__MATERIAL__:
•••••
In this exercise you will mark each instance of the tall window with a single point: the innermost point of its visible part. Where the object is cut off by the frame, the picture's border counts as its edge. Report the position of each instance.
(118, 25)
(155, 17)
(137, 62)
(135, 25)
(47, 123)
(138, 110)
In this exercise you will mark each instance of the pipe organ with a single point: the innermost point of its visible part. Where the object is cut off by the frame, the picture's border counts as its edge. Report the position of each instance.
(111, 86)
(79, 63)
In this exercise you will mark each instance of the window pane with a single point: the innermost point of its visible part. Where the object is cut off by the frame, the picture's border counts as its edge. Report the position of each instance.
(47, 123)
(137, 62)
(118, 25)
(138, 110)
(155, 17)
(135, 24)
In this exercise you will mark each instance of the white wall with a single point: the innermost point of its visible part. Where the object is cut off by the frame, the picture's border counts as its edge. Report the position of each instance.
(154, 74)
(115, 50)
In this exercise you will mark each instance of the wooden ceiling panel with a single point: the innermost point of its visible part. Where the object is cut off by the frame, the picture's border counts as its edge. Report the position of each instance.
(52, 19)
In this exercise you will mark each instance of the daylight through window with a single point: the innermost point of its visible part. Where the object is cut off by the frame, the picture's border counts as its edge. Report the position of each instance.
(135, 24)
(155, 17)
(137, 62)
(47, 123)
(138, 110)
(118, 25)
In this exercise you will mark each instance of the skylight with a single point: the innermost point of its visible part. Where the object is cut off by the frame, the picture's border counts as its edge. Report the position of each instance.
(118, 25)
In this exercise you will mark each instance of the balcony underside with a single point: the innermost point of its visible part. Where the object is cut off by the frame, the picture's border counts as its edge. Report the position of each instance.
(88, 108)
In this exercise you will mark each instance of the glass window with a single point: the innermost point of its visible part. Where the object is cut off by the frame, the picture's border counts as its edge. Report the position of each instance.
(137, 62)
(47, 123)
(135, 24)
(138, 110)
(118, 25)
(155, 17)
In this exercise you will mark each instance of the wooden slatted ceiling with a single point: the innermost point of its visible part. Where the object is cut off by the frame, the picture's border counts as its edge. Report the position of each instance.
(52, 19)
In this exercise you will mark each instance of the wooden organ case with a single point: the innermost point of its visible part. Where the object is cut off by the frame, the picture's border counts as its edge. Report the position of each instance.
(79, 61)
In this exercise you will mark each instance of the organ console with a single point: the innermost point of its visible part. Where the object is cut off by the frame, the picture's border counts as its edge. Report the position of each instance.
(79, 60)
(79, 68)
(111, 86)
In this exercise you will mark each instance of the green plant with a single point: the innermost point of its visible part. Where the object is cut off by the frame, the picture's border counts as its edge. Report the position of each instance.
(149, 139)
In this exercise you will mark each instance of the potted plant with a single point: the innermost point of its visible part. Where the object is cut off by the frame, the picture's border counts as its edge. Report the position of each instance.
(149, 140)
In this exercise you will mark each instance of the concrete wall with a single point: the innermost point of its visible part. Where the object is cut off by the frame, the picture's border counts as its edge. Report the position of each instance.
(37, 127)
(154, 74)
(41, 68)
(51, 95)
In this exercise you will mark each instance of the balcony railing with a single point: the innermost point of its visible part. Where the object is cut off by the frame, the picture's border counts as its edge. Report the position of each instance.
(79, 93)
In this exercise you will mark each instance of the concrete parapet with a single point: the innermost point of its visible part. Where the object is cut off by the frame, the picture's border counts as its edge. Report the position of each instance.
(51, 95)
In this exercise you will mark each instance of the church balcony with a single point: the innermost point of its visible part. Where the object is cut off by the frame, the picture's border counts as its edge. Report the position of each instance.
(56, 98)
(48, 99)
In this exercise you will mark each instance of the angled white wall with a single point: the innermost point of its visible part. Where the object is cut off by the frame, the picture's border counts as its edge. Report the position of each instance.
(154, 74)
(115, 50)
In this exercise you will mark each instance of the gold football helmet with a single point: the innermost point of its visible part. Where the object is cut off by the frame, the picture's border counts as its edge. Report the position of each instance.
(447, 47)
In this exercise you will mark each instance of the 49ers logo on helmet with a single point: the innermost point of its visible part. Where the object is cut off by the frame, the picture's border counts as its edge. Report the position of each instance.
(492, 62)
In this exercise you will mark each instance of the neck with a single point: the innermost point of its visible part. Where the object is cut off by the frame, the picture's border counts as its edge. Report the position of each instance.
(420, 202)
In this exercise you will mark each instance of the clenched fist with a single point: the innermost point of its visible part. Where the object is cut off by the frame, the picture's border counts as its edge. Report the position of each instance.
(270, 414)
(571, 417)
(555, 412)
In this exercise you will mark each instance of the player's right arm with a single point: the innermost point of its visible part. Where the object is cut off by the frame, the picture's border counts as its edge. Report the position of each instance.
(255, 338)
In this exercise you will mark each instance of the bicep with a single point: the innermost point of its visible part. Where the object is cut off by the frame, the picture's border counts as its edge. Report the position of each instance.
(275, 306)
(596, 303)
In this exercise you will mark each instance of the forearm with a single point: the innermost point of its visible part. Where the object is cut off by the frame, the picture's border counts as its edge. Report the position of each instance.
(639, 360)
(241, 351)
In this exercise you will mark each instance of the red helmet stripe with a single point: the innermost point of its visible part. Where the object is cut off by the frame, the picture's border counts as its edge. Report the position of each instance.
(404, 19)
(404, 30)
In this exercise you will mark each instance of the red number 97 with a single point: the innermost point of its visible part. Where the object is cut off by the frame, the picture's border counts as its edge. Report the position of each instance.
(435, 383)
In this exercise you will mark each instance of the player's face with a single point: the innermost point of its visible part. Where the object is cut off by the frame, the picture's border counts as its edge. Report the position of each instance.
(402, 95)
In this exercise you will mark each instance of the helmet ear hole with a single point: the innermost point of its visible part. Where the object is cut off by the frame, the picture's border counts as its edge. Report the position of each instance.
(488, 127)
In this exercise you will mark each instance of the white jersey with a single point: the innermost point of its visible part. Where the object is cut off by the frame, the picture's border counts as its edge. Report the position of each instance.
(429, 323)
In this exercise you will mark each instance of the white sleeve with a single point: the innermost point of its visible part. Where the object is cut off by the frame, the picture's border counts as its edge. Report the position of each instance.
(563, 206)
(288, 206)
•••••
__SHORT TASK__: Your task is to extract the lines running from the one with "the white jersey" to the end of the material, inclusive, copying each exactly and adding nothing.

__SOLUTION FOR THIS TASK__:
In this exercise you will mark each instance of the white jersey with a single point: the innermost point of its visible part. Where the object is cut off by the frame, the picture's border counts as its edge. Report the position of each instance.
(429, 323)
In this exercise you will mark each instance of the white sleeve with a single point: the innermost point of its visible part. Where the object is cut off by the frame, the picture's border counts as its edge. Report the position of each instance.
(563, 206)
(288, 206)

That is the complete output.